Reproduce the rows from the line with "Per instance of the dry" to the line with "(836, 1044)", substituting "pin" for "marker" and leaving everything else unchanged. Omit the pictures.

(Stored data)

──────

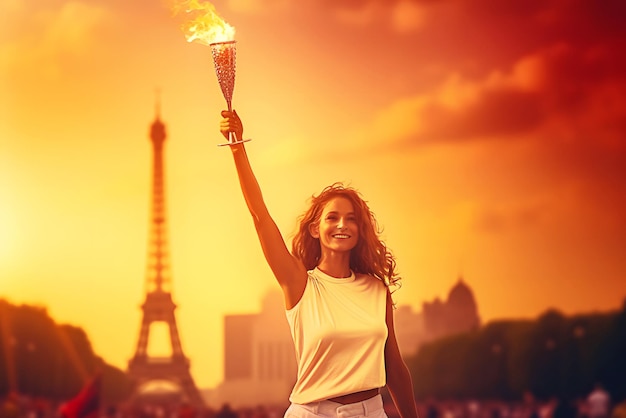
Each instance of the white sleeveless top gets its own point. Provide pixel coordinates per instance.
(339, 332)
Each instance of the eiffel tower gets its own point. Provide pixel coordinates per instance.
(159, 306)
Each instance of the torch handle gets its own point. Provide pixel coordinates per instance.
(232, 139)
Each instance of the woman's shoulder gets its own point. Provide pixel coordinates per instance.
(370, 280)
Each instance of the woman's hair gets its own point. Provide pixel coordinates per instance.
(369, 256)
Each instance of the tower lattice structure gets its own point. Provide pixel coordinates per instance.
(159, 305)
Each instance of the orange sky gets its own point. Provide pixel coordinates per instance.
(487, 136)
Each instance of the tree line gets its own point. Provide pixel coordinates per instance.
(552, 356)
(41, 358)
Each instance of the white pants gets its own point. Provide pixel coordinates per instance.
(372, 408)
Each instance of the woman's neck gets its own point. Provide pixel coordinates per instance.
(335, 265)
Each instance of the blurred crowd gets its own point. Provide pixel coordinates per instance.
(597, 404)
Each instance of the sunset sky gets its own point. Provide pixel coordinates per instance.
(489, 137)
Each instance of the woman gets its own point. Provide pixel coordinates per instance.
(335, 284)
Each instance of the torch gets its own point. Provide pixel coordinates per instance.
(224, 58)
(210, 29)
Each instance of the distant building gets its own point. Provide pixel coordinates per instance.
(259, 359)
(458, 313)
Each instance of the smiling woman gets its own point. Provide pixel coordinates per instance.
(336, 284)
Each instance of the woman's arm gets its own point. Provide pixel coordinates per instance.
(288, 270)
(398, 377)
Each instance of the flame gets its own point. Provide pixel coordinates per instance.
(205, 25)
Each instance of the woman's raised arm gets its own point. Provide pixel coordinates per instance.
(288, 270)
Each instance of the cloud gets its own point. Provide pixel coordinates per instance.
(569, 93)
(401, 16)
(46, 37)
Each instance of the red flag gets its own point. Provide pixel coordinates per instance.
(86, 403)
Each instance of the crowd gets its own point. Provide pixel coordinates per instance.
(596, 405)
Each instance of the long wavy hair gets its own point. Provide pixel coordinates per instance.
(369, 256)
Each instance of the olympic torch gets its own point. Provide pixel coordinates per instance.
(208, 28)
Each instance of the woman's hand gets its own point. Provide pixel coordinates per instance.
(231, 123)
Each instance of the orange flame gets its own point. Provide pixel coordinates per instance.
(205, 25)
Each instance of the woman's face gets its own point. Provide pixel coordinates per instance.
(337, 228)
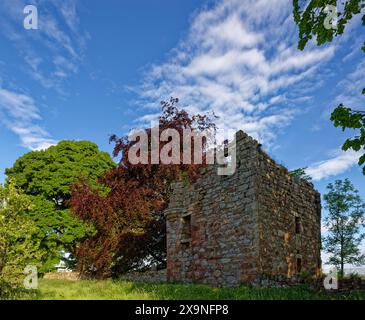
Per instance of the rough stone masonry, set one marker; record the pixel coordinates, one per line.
(259, 222)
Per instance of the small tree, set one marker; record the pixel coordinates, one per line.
(301, 173)
(17, 245)
(343, 222)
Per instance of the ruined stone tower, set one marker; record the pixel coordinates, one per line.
(258, 222)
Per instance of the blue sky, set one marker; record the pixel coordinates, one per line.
(95, 68)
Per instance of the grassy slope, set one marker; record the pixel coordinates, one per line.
(95, 290)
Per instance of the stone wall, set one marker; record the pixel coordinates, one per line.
(226, 230)
(289, 222)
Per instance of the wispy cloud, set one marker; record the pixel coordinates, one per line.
(52, 53)
(59, 38)
(19, 113)
(240, 59)
(338, 163)
(351, 88)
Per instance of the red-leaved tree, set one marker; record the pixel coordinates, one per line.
(129, 222)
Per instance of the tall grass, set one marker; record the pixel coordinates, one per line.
(124, 290)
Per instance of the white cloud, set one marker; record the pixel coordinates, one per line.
(240, 59)
(339, 163)
(18, 112)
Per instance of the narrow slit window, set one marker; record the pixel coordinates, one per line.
(299, 265)
(297, 225)
(186, 229)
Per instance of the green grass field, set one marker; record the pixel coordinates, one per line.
(116, 290)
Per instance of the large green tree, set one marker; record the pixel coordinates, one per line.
(18, 246)
(314, 21)
(344, 222)
(47, 176)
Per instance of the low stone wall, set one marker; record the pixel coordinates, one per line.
(73, 276)
(147, 276)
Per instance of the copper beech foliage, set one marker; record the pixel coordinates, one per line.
(129, 222)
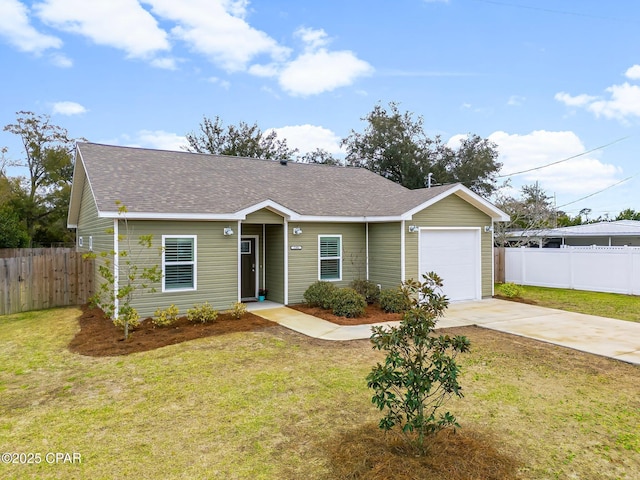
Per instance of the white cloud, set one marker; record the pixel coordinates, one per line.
(633, 73)
(622, 102)
(515, 101)
(60, 60)
(312, 38)
(317, 72)
(217, 29)
(578, 176)
(122, 24)
(161, 140)
(306, 138)
(17, 29)
(218, 81)
(68, 108)
(574, 101)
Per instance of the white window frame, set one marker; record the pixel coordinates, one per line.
(194, 262)
(339, 258)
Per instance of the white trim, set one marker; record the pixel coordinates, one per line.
(366, 246)
(403, 252)
(264, 259)
(238, 247)
(116, 269)
(195, 264)
(478, 266)
(286, 261)
(256, 239)
(340, 258)
(470, 197)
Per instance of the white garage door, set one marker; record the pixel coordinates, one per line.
(455, 256)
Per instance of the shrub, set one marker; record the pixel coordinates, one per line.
(367, 289)
(319, 294)
(510, 290)
(394, 301)
(346, 302)
(419, 372)
(166, 317)
(238, 310)
(202, 313)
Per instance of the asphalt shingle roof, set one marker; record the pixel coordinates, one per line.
(169, 182)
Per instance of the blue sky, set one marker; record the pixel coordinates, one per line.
(544, 79)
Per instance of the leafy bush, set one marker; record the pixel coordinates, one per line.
(419, 372)
(166, 317)
(367, 289)
(319, 294)
(202, 313)
(394, 301)
(346, 302)
(510, 290)
(238, 310)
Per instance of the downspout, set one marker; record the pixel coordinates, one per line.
(366, 237)
(239, 276)
(286, 262)
(116, 269)
(264, 255)
(402, 252)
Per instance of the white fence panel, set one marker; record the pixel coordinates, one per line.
(600, 269)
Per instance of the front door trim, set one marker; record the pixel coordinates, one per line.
(256, 243)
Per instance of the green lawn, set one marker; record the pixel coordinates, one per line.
(273, 405)
(612, 305)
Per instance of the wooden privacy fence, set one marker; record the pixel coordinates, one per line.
(37, 278)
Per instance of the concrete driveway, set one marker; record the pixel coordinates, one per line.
(603, 336)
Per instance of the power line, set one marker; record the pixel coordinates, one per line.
(600, 191)
(564, 159)
(550, 10)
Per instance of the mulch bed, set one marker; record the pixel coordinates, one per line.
(373, 314)
(99, 337)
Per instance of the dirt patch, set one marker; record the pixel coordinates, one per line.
(366, 453)
(99, 337)
(528, 301)
(373, 314)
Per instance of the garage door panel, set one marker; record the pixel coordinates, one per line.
(455, 256)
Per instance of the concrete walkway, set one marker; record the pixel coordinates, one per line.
(599, 335)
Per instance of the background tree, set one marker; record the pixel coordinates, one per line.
(533, 210)
(395, 145)
(628, 214)
(42, 200)
(243, 140)
(318, 156)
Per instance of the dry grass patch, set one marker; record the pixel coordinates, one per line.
(274, 404)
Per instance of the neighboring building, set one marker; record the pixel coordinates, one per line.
(229, 226)
(612, 234)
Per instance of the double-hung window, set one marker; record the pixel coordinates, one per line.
(330, 257)
(179, 263)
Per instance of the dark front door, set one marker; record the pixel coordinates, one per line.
(248, 267)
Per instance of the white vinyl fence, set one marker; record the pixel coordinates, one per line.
(600, 269)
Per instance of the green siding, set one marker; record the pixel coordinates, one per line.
(264, 216)
(90, 225)
(384, 254)
(451, 211)
(274, 263)
(303, 264)
(217, 264)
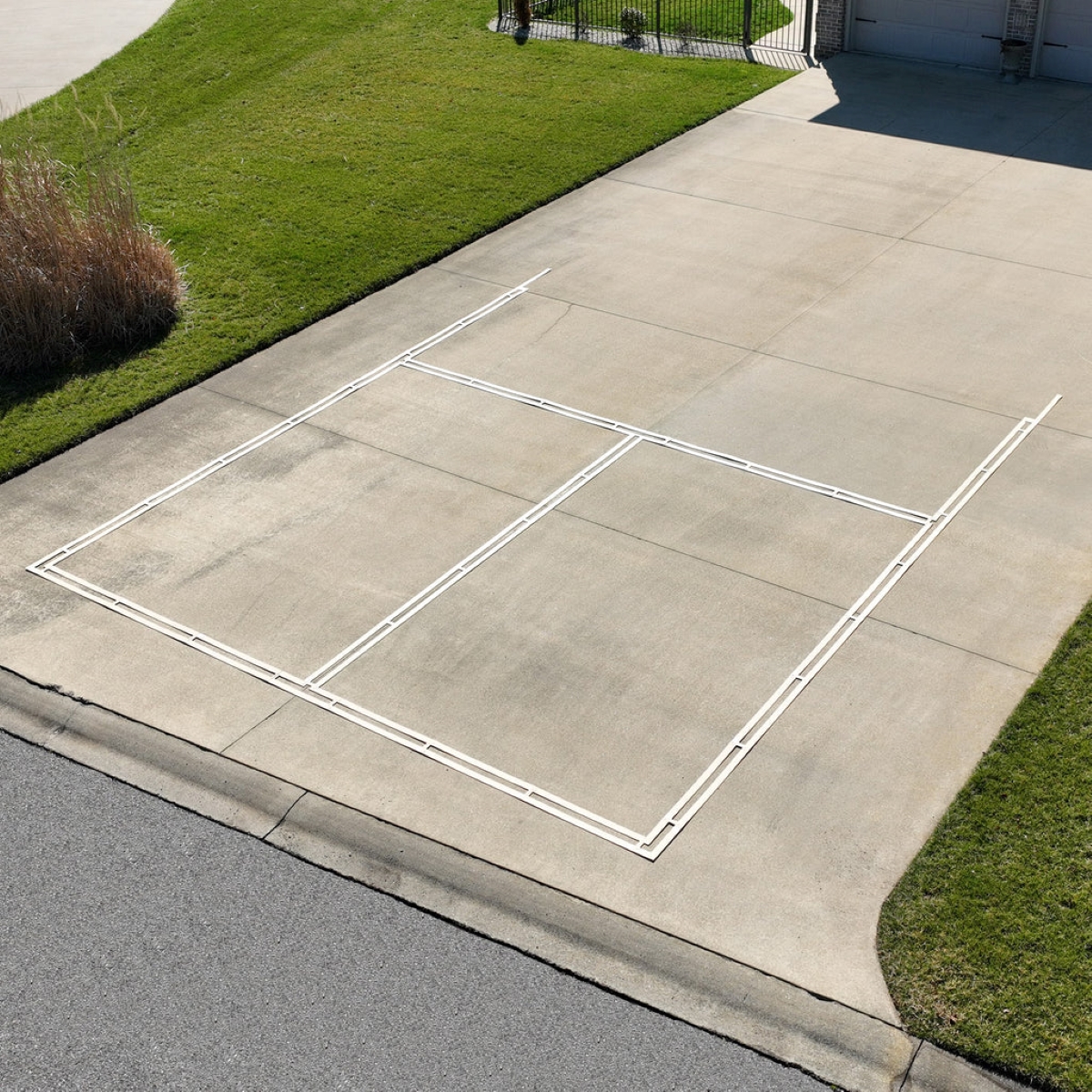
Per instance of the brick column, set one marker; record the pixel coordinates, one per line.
(1020, 22)
(830, 26)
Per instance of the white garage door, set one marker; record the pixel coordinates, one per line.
(960, 32)
(1066, 53)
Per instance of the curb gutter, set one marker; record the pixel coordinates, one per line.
(836, 1044)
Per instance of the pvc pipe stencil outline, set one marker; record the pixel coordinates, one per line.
(315, 688)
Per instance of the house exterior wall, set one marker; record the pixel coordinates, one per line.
(1020, 22)
(830, 27)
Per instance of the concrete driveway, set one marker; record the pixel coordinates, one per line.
(769, 359)
(46, 43)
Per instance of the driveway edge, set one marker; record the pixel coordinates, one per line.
(822, 1036)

──────

## [Answer to this problem]
Per instance of the dry grass patch, set one pin; record the pixel coordinates, one per line.
(274, 404)
Per instance of the neighboring building, set one pin; record the pixel coordinates, one per line.
(229, 226)
(612, 234)
Per instance of the double-hung window, set one pin; record the pixel coordinates, one per line.
(330, 257)
(179, 263)
Per instance of the dark front door, set one pin; record the pixel coordinates, one per line.
(248, 267)
Per instance of the white vinyl fence, set one pin; record the pixel coordinates, one per line.
(600, 269)
Per instance of the green siding, set one pin; record the pixel coordinates, one per line.
(264, 216)
(90, 225)
(384, 254)
(451, 211)
(274, 263)
(303, 264)
(217, 264)
Per instance of the brick column, set one pin; record the pixel coordinates, one per line.
(1020, 22)
(830, 26)
Per instance of the white garage door, set one pin; record the pixel coordinates, one per line.
(960, 32)
(1066, 53)
Per instance of the curb gutter, set one pin; record the pixel coordinates, one per line.
(836, 1044)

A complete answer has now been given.